• REQUIRED ACTIONS
**a.** In the financial risk text, which years are used to calculate the average bad debts for the expected credit loss provision?
**b.** Continue the financial risk text from its last sentence.

--- BEGIN PROVIDED TEXT ---

The Company's principal financial liabilities, comprises of borrowings, trade and other payables and other financial liabilities. The main purpose of these financial liabilities is to finance the Company's operations The Company's principal financial assets include trade and other receivables,cash and cash equivalent, investments and short-term deposits that derive directly from its operations. The Company's activities expose it to a variety of financial risks: marketrisk, creditrisk andl iquidity risk. The Company's primary focus is to foresee the unpredictability of financial markets and seek to minimize potential adverse effects on its financial prformance.
The Company's senior management oversees the management of these risks. Company's financial risk activities are governed by appropriate policies and procedures laid out by the senior management and financial risks are identified, measured and managed in accordance with the Company's policies and risk objectives. The Board of Directors reviews and agrees policies for managing each of these risks, which are summarised below.
Market risk
Market risk is the risk that the fair value of future cash flows of a financial instrument will fluctuate because of changes in market prices. The Company is exposed to foreign exchange risk through its transactions in various foreign currencies. For the Company, the market risk is the possibility of changes in foreign currency exchange rates and commodity prices which may affect the value of the Company's financial assets, liabilities or expected future cash flows as the rupee appreciates / depreciates against these foreign currencies.
a. Commodity Risk
The principal raw materials for the Company products are lime stone, calcite powder, stearic acid, etc which are purchased by the Company from the approved list of suppliers. Most of the input materials are procured from domestic vendors. Raw material procurement is subject to price negotiation.
In order to mitigate the risk associated with raw material , the Company manages its procurement through grading, sourcing of raw material and constant pricing negotiation with vendors. It renegotiates the prices with its customers in case there is more than normal deviation in the prices of its major raw materials.
b. Foreign currency risk
Foreign exchange risk arises from future commercial transactions and recognized assets and liabilities denominated in a currency that is not a company's functional currency. Generally, Company makes advance payment to foreign vendors and in some cases payment is made as per credit terms with vendor. Hence, impact of the rate fluctuation is accounted in profit and loss.
Credit risk analysis
Credit risk is the risk that a counterparty will not meet its obligations under a financial instrument or customer contract, leading to a financial loss. The Company is exposed to credit risk arising from cash and cash equivalents, deposits with banks, trade receivables, investments and other financial assets. Credit risk has been managed by the company by establishing credit limits and creditworthiness of customers to which the company grants credit terms in the normal course of business. For banks and financial institutions, only high rated banks/ institutions are accepted.
Customer credit risk is managed by each customer group subject to the Company's established policy, procedures and control relating to customer credit risk management. Trade Receviable has been managed by the Company by establishing credit limits and creditworthiness of customers to which the Company grants credit terms in the normal course of business.
Provision on Trade receivable is calculated as per expected credit loss method (ECL) as per IND AS. ECL is calculated on the basis of average bad debts on turnover of 3 years i.e from 2019-20 to 2021-22. Such average % is moderated to align with current and future business, customers and risk profile. The provision determined as per policy is less than provision existing under IGAAP. As there is adequate provision pre-existing in the books, it is not required to make any addtional additional provision for the year. Further, it is also proposed to continue the same till the provision under IND AS exceeds the pre-existing provision in the books.

--- END PROVIDED TEXT ---
--- BEGIN GIVEN DATA ---

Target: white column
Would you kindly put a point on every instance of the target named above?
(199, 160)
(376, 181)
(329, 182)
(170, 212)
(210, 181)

--- END GIVEN DATA ---

• PER-TASK OUTPUTS
**a.** The years 2019-20 to 2021-22.

**b.**
Liquidity risk analysis
Risk assessment
Prudent liquidity risk management implies maintaining sufficient cash and marketable securities and the availability of funding through an adequate amount of committed credit facilities to meet obligations when due and to close out market positions. The Company has assets which are expected to be realised within 12 months Rs. 358.48 lakhs as on March 2025 (as on March 2024 is Rs.406.56 lakhs). The Company has liabilities which are expected to mature within 12 months Rs. 780.47 lakhs as on March 2025 (as on March 2024 is Rs. 865.78 lakhs). Hence Company has a working capital of Rs. (421.99 Lakhs) as on March 2025 (as on March 2024 is Rs. (459.22 Lakhs).
Risk Management
Whenever working capital is required Company's Executive Directors provides funding to the Company.
Note 38(b) Fair value hierarchy
Level 1 - Level 1 hierarchy includes financial instruments measured using quoted prices. This includes listed equity instruments, traded bonds and mutual funds that have quoted price. The fair value of all equity instruments (including bonds) which are traded in the stock exchanges is valued using the closing price as at the reporting period.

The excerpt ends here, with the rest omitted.